## AIM 1
Summarize the patent excerpt in two sentences.
** Start DOCUMENT SECTION **
C711S006000, C711S163000, C711S203000, C711S206000, C709S241000, C709S241000, C710S006000

Reexamination Certificate

active

06658522

ABSTRACT:

FIELD OF INVENTION
The present invention relates to operating systems for multi-processor computer systems and more particularly to a system and method for an input/output (I/O) operation of a multi-processor computer system, more specifically a system and method for an I/O operation in which a system wide global PFD lock is not a requisite to performing the I/O operation.
BACKGROUND OF THE INVENTION
Many current computer systems employ a multi-processor configuration that includes two or more processing units interconnected by a bus system and each being capable of independent or cooperative operation. Such a multi-processor configuration increases the total system processing capability and allows the concurrent execution of multiple related or separate tasks by assigning each task to one or more processors. Such systems also typically include a plurality of mass storage units, such as disk drive devices to provide adequate storage capacity for the number of task executing on the systems.
** End DOCUMENT SECTION **
** Start SUPPLIED RECORDS **
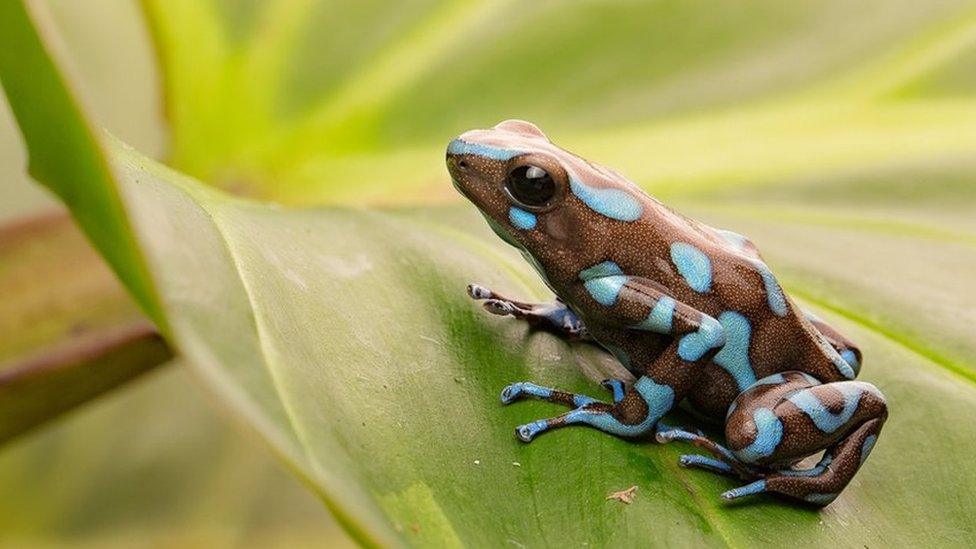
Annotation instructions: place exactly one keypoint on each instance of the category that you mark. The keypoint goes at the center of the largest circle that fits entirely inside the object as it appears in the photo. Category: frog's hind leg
(847, 349)
(555, 317)
(789, 416)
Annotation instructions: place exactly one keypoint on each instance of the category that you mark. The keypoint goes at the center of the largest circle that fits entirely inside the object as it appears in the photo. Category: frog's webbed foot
(555, 317)
(723, 462)
(630, 414)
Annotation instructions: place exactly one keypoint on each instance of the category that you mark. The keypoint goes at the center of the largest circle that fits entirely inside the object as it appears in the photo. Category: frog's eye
(531, 186)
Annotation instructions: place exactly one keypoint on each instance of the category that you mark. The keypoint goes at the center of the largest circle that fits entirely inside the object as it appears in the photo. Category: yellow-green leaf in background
(344, 338)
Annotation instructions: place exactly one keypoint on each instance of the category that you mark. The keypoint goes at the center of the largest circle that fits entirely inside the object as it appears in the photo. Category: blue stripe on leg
(705, 462)
(757, 487)
(659, 399)
(523, 389)
(679, 434)
(616, 388)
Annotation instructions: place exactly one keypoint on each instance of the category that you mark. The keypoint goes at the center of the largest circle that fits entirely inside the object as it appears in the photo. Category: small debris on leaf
(624, 496)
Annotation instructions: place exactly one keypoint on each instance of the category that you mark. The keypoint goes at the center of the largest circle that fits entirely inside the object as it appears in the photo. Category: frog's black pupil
(531, 185)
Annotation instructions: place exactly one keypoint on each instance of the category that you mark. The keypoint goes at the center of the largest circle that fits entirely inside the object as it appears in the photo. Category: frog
(693, 312)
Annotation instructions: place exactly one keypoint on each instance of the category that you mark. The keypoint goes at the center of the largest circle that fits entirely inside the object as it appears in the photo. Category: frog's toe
(756, 487)
(706, 463)
(512, 392)
(499, 307)
(616, 388)
(478, 292)
(529, 431)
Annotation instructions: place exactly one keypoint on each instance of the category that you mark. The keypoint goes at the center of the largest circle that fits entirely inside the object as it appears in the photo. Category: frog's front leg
(633, 413)
(555, 317)
(637, 304)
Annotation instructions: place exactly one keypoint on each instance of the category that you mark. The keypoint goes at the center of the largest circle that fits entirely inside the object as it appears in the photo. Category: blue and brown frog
(692, 311)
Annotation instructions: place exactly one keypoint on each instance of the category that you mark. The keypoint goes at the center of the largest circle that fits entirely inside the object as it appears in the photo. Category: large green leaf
(153, 466)
(344, 337)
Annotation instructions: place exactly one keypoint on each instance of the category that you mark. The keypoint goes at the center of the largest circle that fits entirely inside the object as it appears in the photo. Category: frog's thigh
(789, 416)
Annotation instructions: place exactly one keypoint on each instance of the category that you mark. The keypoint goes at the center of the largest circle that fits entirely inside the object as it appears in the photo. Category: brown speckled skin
(569, 237)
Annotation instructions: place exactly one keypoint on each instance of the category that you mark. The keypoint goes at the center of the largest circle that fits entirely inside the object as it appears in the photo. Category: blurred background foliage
(827, 127)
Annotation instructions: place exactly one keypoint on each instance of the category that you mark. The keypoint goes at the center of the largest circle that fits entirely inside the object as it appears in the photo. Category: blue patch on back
(733, 238)
(851, 359)
(660, 318)
(823, 418)
(693, 265)
(734, 356)
(769, 432)
(521, 218)
(613, 203)
(463, 147)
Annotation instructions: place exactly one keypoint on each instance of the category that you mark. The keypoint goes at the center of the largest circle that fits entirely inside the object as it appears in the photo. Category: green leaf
(177, 476)
(68, 337)
(345, 339)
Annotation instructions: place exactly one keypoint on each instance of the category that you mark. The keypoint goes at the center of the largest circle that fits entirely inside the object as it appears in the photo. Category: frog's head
(538, 197)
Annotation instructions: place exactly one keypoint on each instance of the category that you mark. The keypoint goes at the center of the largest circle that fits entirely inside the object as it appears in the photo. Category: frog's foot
(628, 416)
(707, 463)
(723, 462)
(555, 317)
(525, 389)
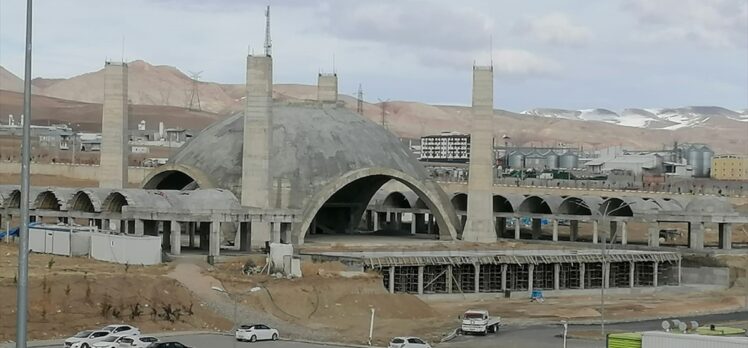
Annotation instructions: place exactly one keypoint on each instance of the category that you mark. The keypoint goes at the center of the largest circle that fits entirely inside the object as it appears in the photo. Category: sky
(571, 54)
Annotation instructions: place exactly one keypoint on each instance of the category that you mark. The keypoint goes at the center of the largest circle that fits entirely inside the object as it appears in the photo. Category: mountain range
(163, 92)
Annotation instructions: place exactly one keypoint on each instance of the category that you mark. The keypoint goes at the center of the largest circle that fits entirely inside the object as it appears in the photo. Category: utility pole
(23, 244)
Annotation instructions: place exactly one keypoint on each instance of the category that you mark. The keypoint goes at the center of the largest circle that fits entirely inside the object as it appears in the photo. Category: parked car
(111, 341)
(137, 341)
(167, 345)
(122, 330)
(256, 332)
(408, 342)
(85, 339)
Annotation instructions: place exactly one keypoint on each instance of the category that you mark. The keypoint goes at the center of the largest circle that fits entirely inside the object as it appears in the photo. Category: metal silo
(516, 160)
(568, 160)
(551, 160)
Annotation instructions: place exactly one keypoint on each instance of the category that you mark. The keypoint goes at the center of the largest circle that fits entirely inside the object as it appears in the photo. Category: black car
(167, 345)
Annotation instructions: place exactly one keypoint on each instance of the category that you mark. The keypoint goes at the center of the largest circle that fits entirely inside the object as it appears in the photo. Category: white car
(137, 341)
(257, 332)
(122, 330)
(408, 342)
(111, 341)
(85, 339)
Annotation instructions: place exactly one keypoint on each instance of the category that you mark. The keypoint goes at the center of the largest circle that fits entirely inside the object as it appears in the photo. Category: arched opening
(81, 202)
(535, 205)
(341, 209)
(575, 206)
(47, 200)
(171, 180)
(459, 202)
(615, 207)
(114, 203)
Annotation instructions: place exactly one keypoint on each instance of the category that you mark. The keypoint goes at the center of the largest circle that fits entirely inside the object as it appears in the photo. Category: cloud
(554, 28)
(410, 23)
(713, 23)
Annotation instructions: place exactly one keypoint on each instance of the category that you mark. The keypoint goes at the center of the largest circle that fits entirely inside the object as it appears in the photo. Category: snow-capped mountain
(666, 118)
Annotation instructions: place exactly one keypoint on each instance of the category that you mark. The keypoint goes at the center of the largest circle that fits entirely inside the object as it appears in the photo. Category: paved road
** End SUPPLIED RECORDS **
## AIM 2
Return every line of the entries that contains the word "background". Case counts.

## EXPECTED OUTPUT 1
The invention concerns operating systems for multi-processor computer systems, specifically a system and method for an input/output operation that does not require a system-wide global PFD lock. Such multi-processor systems link two or more processing units by a bus to increase total processing capability and run multiple tasks concurrently, and they typically include several mass storage units such as disk drives.

## EXPECTED OUTPUT 2
Annotation instructions: place exactly one keypoint on each instance of the category that you mark. The keypoint goes at the center of the largest circle that fits entirely inside the object as it appears in the photo. Category: yellow-green leaf in background
Annotation instructions: place exactly one keypoint on each instance of the category that you mark. The keypoint goes at the center of the largest circle that fits entirely inside the object as it appears in the photo. Category: blurred background foliage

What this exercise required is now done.